2024年国科大-高性能计算编程-作业二

文章详细描述了在Windows11系统上,使用CLion编译器和MinGW环境下,通过SoA(结构-of-arrays)方法以及对其内存对齐和循环展开的优化,提升代码运行效率的实验过程。结果显示,SoA优化显著提高了代码执行速度,但进一步的优化如内存对齐在某些处理器上效果不明显。
摘要由CSDN通过智能技术生成

作业题目

提交内容一:平台信息

  • 本次作业在Windows平台上进行了内容实现,具体平台信息如下

Windows平台

  • 系统:Win11-23H2

  • CPU:i9-13900HX(x86)

  • 内存:64G

  • IDE:CLion

  • 编译器:MinGW

提交内容二:原代码、SoA及各优化方式的运行结果

原代码的运行结果

SoA方式的运行结果

SoA方式下使用内存对齐进行优化的运行结果

SoA方式下使用循环展开进行优化的运行结果

数据统计

muladd,timingsumtiming
AoS731870us458269657059257us
SoA261313us458269657017589us
SoA_Align307924us458269657017527us
SoA_Unrolling263744us458269657017353us

提交内容三:分析各个版本的代码

  • 在windows中,无法使用perf进行代码的性能分析,因此我采用very sleepy对各个版本的代码进行分析
  • 为了使效果更加明显,我将各个版本的代码以函数的形式写在同一个cpp文件中,具体运行效果如下

  • 可以看到使用SoA分配方式以及在SoA的基础上再次进行内存对齐和循环展开优化后的代码在运行效率上高出源代码50%左右。这应该是由于SoA分配方式减少了大量的寻址工作所造成的。

  • 但是在SoA的基础上再次进行内存对齐和循环展开优化后的代码相比于SoA并没有太大的效率提升。这应该是由以下两个原因组成:

    • SoA分配方式所申请的内存是连续的内存块,已经保证了内存空间的连续分布

    • -O2编译时已经由编译器帮用户进行了适当的循环展开

  • 使用-O0命令再次编译后测试结果如下

  • 可以看到SoA已经保证了内存空间的连续分布,再次手动对齐反而可能造成时间的浪费

  • 如果不让编译器进行优化,而是手动对循环进行展开的话,是可以提升运行效率的。

  • 本次实验中手动的循环展开只展开了四次,所以效果不是很明显,具体代码见附录

自评分及理由

自评分

  • 10分(6+2+2)

理由

  • 提交作业要求的三个内容
  • 编写SoA及SoA基础上的内存对齐和循环展开代码,并收集这四种情况下的运行时间(6+2=8分)
  • 由于windows无法使用perf,使用very sleepy分析各个版本的代码运行时间,以及分析了产生运行时间差异的原因(2分)

附录


#include <cstdio>
#include <cstdlib>
#include <sys/time.h>
#include <cstdint>

inline int64_t GetUsec()
{
    struct timeval tv;
    gettimeofday(&tv, NULL);
    return (tv.tv_sec * 1000000l) + tv.tv_usec;
}

typedef struct
{
    double x;
    double y;
    double z;
} XYZ;

typedef struct
{
    double mass;
    XYZ acct;
    XYZ noused; // but here
    XYZ Velocity;
} Element;

const int ELEMENT_NUM = (4096 * 4096);

int homework2()

**任务要求**
1. 重写这篇高性能计算作业报告中从含有“提交内容三:分析各个版本的代码”的那句起、到“少了大量的寻址工作所造成的。”止的一段,把其中的“cpp文件”更新为“源文件”。
2. 从这篇高性能计算作业报告停下的地方接着往下写。

**所给材料**
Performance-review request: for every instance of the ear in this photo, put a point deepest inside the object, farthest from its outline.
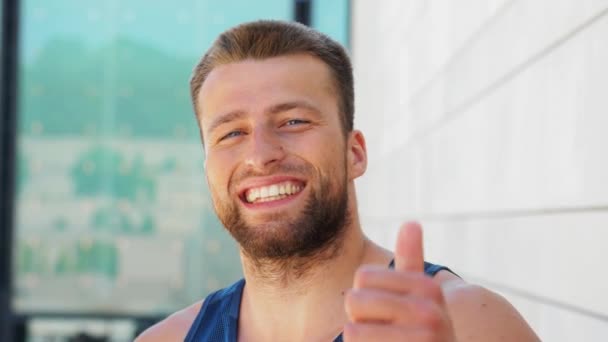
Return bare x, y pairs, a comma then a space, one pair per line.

**逐项答案**
1.
提交内容三:分析各个版本的代码

  • 在windows中,无法使用perf进行代码的性能分析,因此我采用very sleepy对各个版本的代码进行分析
  • 为了使效果更加明显,我将各个版本的代码以函数的形式写在同一个源文件中,具体运行效果如下

  • 可以看到使用SoA分配方式以及在SoA的基础上再次进行内存对齐和循环展开优化后的代码在运行效率上高出源代码50%左右。这应该是由于SoA分配方式减少了大量的寻址工作所造成的。

2.
{

    Element *elements = new Element[ELEMENT_NUM];

    srand(202403);

    for (size_t ii = 0; ii < ELEMENT_NUM; ++ii)
    {
        elements[ii].mass = (double)(rand() % 10);

        elements[ii].acct.x = (double)(rand() % 10) - 5.0;
        elements[ii].acct.y = (double)(rand() % 10) - 5.0;
        elements[ii].acct.z = (double)(rand() % 10) - 5.0;

        elements[ii].Velocity.x = (double)(rand() % 10);
        elements[ii].Velocity.y = (double)(rand() % 10);
        elements[ii].Velocity.z = (double)(rand() % 10);
    }

    size_t start = GetUsec();
    double dt = 1.0;
    for (size_t step = 0; step < 10; ++step)
    {
        for (size_t ii = 0; ii < ELEMENT_NUM; ++ii)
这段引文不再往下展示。